[QUESTIONS ON THE MATERIAL]:
1. From the discussion comparing MySpace and Facebook, copy the passage starting with "I switched from" and going on through "who they were?".
2. Continue the discussion comparing MySpace and Facebook from the point where it stops.

[READING PASSAGE]:
━━━━━━━━
The reason I stopped using myspace is because it gave users too much freedom to customize their page. They could have music playing, animated graphics, and really clashing colors and background images. It was like the geocities of the mid 90s. Facebook has the same template for EVERYONE, and external apps can be blocked. I think this was a big part of what made it more attractive to use.

Hasn’t stopped Craigslist (from what I hear-Wired article a few months back).

I started with Bebo. I liked being able to choose my own skin & it was so easy to use. But so many peoples accounts got hacked & it started adding stupid applications like Facebook has. I think only very young teens use Bebo over here now.

I signed up for Classmates.com way back when during a free trial weekend or something, and realized that the sort of people who signed up are almost by definition the people you didn’t want to get in touch with again. :smiley:

Lots of MySpace pages look awful and take ages to load.

Facebook pages look neat-ish and consistent, and load instantly.

MySpace functionality seems a mess. It just doesn’t work.

Facebook functionality seems largely well-implemented, with occasional glitches. It just works (mostly).

MySpace is an old trend with fading appeal and a ‘yesterday’s news’ vibe.

Facebook is popular and growing, and it’s becoming the norm to expect people to be on it.

If you’re on MySpace, you’re one of 3 people:

  1. Kids that just want to blog about how much their life sucks because they’re FAILING GYM!!!

  2. Old people that are so far behind the curve that they’re just now hearing about it.

  3. Hookers and porn stars that spam friend requests to everyone.

I switched from MS to FB because that’s where my friends were. Sure, they might have been on MS too, but unless their name and pic was obvious, how did I know who they were?
━━━━━━━━
[RAW DATA]:

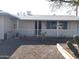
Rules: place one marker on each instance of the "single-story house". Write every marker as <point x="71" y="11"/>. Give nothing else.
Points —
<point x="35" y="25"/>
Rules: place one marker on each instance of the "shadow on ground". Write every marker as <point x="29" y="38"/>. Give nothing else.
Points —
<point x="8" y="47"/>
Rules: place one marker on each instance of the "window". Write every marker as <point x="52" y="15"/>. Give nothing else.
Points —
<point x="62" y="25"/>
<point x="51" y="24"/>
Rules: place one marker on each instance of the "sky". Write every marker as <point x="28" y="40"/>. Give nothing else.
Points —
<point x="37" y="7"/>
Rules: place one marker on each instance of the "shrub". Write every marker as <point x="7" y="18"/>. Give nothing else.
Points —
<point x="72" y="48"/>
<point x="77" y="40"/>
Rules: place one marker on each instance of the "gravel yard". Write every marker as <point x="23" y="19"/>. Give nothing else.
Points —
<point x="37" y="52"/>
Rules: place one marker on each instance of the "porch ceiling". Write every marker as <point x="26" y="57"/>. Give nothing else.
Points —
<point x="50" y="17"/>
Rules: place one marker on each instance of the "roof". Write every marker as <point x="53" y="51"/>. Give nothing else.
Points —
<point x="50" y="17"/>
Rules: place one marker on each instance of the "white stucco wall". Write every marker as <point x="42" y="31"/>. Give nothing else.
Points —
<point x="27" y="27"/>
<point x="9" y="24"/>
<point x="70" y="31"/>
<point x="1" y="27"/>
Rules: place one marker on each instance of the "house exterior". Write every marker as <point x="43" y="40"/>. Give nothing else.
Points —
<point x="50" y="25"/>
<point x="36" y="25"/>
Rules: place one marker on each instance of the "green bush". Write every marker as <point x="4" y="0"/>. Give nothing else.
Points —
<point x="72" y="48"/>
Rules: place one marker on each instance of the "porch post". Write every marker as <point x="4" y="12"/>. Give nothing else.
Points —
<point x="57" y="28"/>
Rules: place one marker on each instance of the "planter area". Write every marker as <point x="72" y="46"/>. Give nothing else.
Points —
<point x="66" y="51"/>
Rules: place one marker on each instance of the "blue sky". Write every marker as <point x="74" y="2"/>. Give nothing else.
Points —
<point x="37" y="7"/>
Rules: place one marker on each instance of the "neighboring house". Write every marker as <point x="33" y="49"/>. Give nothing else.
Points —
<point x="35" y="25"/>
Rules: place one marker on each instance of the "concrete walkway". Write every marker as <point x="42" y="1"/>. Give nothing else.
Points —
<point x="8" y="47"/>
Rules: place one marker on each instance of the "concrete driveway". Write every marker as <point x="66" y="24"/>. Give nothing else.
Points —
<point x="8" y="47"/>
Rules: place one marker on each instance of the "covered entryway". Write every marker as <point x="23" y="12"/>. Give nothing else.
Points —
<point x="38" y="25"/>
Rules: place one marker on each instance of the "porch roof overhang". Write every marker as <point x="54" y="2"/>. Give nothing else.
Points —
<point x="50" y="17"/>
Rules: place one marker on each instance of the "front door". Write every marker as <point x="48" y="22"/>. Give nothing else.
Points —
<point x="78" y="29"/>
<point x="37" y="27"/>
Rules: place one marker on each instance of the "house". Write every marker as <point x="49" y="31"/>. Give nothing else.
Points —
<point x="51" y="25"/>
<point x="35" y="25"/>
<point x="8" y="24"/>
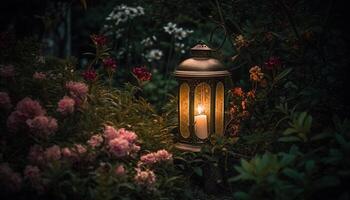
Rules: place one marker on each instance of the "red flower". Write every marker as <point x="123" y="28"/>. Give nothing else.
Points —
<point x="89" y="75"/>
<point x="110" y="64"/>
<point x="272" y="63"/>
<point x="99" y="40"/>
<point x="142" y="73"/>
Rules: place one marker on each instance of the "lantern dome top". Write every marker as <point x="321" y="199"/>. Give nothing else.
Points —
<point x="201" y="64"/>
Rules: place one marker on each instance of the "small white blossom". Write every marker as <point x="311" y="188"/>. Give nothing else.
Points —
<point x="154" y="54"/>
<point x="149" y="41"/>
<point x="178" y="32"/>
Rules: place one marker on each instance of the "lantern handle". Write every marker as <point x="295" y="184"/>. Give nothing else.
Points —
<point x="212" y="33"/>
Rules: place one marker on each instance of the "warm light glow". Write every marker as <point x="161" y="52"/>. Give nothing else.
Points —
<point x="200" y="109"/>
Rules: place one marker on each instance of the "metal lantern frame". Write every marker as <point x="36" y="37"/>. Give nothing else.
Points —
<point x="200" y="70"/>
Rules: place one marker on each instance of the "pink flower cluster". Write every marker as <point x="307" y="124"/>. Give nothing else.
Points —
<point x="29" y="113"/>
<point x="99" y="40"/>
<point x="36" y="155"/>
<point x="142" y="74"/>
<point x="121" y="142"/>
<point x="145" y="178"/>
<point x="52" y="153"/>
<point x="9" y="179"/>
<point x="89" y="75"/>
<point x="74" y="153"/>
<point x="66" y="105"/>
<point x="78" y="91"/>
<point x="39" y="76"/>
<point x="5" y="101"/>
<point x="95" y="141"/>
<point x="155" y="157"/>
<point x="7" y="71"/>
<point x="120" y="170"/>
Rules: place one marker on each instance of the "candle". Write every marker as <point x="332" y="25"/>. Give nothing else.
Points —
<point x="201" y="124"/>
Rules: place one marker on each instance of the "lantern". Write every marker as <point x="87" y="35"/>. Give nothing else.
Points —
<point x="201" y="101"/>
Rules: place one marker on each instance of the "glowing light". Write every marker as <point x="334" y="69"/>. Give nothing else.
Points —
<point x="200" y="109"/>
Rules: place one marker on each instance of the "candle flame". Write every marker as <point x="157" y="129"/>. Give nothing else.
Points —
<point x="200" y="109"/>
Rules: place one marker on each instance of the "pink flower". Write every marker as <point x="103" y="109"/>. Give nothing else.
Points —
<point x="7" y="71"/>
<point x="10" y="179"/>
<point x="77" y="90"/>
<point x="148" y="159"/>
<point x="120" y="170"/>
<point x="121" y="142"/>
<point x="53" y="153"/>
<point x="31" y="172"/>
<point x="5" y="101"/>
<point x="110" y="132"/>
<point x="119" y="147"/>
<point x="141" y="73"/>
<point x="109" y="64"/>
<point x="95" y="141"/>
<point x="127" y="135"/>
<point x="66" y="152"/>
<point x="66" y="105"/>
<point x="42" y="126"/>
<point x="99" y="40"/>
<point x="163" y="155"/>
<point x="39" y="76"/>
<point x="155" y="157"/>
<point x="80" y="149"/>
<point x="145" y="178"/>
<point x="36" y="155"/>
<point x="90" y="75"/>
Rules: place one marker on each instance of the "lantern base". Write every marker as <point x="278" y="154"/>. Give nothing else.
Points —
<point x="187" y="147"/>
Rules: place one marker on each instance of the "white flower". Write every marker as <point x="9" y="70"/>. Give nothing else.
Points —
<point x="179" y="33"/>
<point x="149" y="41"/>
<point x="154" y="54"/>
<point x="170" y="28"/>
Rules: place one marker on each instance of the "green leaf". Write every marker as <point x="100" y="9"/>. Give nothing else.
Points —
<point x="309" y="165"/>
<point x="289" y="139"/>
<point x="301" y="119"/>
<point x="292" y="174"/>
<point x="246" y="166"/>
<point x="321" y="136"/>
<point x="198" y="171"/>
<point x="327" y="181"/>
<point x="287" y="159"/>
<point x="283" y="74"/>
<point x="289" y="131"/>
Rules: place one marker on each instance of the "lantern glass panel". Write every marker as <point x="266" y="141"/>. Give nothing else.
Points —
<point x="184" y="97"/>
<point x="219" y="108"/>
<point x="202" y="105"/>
━━━━━━━━
[RESULTS IN ORDER]:
1.
I switched from MS to FB because that’s where my friends were. Sure, they might have been on MS too, but unless their name and pic was obvious, how did I know who they were?

2.
I read/heard a theory that FB is popular with people who really did go to college and that MS is still very popular with mostly younger kids who haven’t gone yet, so their friends are still on MS so they stay on MS. And that those kids don’t have other web pages or blogs, so the whole customize thing is really a big deal.

I think classmates really screwed themselves by being a horrible site charging way too much money and being slightly better than a scam. They could have been what FB is because people were networked by their real names and everyone had heard of it, lots of people used it. I think they’re a great example of what NOT to do online, how to alienate your users, how to completely avoid trends.

I’m 27 now, so I’m the right age to have done a lot of my growing up along side the internet and watch it develop from a niche interest when I was in my early teens to the ubiquitous resource and service that it is today. When myspace came out in 2003 or so it was seen very much in my peer group as a thing for attention-seeking young teens to show off pictures of themselves and collect hundreds of anonymous “friends”.

When facebook emerged a couple of years later with its genesis in the American college system and what seemed to be established networks of genuine friends/classmates, it seemed to be much more for us. I imagine there was a very large untapped market that felt the same way.

As someone mentioned upthread, I think a lot of this is to with Facebook using real names. It was one of the first sites that seemed it was less for “internet people” than it was for regular people using the internet, if that makes sense? I also loved (and still do) the photo sharing/tagging system - it’s a great way to keep up with what everyone’s doing, without being tedious or intrusive about it, and it’s great for reminiscing about old holidays and nights out and such. I think that was something that was unique to facebook at the time.

Funnily enough, when I opened my morning paper the first major article was on the death of bebo. As stated in the article it seems to have been inordinately popular in Ireland for a time, but facebook has destroyed all competition here it would seem.

I came into this thread to mention this. I might dig out my password, see if there is anything I want to keep & close the account.